[Start of Input]

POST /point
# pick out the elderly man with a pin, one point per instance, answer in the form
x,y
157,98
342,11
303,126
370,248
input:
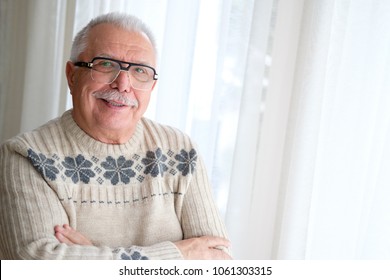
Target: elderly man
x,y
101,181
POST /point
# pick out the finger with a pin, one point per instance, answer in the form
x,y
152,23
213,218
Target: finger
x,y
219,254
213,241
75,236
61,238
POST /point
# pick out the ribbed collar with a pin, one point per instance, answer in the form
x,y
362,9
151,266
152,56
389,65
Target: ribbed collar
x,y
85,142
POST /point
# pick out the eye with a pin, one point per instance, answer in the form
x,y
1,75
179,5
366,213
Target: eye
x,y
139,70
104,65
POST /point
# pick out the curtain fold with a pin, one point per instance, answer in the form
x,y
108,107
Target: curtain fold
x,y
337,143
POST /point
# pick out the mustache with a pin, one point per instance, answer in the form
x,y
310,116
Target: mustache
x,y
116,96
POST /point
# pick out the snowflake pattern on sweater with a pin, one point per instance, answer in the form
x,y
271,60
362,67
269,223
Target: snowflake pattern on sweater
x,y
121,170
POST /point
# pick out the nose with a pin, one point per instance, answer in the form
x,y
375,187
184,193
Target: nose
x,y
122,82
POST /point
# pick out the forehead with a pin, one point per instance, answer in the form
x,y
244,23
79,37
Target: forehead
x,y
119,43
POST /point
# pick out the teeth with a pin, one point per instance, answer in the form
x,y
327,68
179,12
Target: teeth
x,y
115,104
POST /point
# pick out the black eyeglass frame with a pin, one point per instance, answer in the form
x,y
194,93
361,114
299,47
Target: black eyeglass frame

[End of Input]

● **What is required**:
Restate each entry word for word, leaving out any pictures.

● **Task output**:
POST /point
# pick out the elderly man with a pin, one point per instance, answer in the form
x,y
157,98
342,11
303,126
370,248
input:
Target: elderly man
x,y
101,181
POST /point
# pick out the finger with a pin, one point per instance, answer in the form
x,y
152,23
213,218
Target: finger
x,y
219,254
213,241
75,236
61,238
POST /point
# pick out the ribbed collar with a pin, one point per instance, answer in the form
x,y
362,9
151,266
152,56
389,65
Target: ribbed collar
x,y
85,142
POST /point
# pick out the eye with a pin, one point per instance, answer in the form
x,y
1,75
179,5
366,213
Target: eye
x,y
139,70
104,65
POST /point
# pick out the curtain fold with a pin, one point per instance, answer in the form
x,y
108,107
Target: curtain fold
x,y
337,143
POST /point
# pick out the mustache with a pin, one point per instance, answer in the form
x,y
310,116
Target: mustache
x,y
116,96
POST /point
# pick out the snowflake pattern on sweater with a pin, one point per instance, answer in the form
x,y
271,60
362,67
269,223
Target: snowflake pattern on sweater
x,y
121,170
POST /point
# pick out the nose with a pin, one point per instance, answer in the form
x,y
375,187
184,193
Target: nose
x,y
122,82
POST /point
# pick out the forehead with a pin, one point per instance, answer in the form
x,y
244,23
79,37
Target: forehead
x,y
119,43
POST /point
# pick out the teeth with a pin, one point per instance, answer in the form
x,y
327,68
179,12
Target: teeth
x,y
115,104
POST /point
# pick out the black eyeglass frame with a pin, one point per instance, answer in the form
x,y
194,93
361,114
299,47
Target: black eyeglass frame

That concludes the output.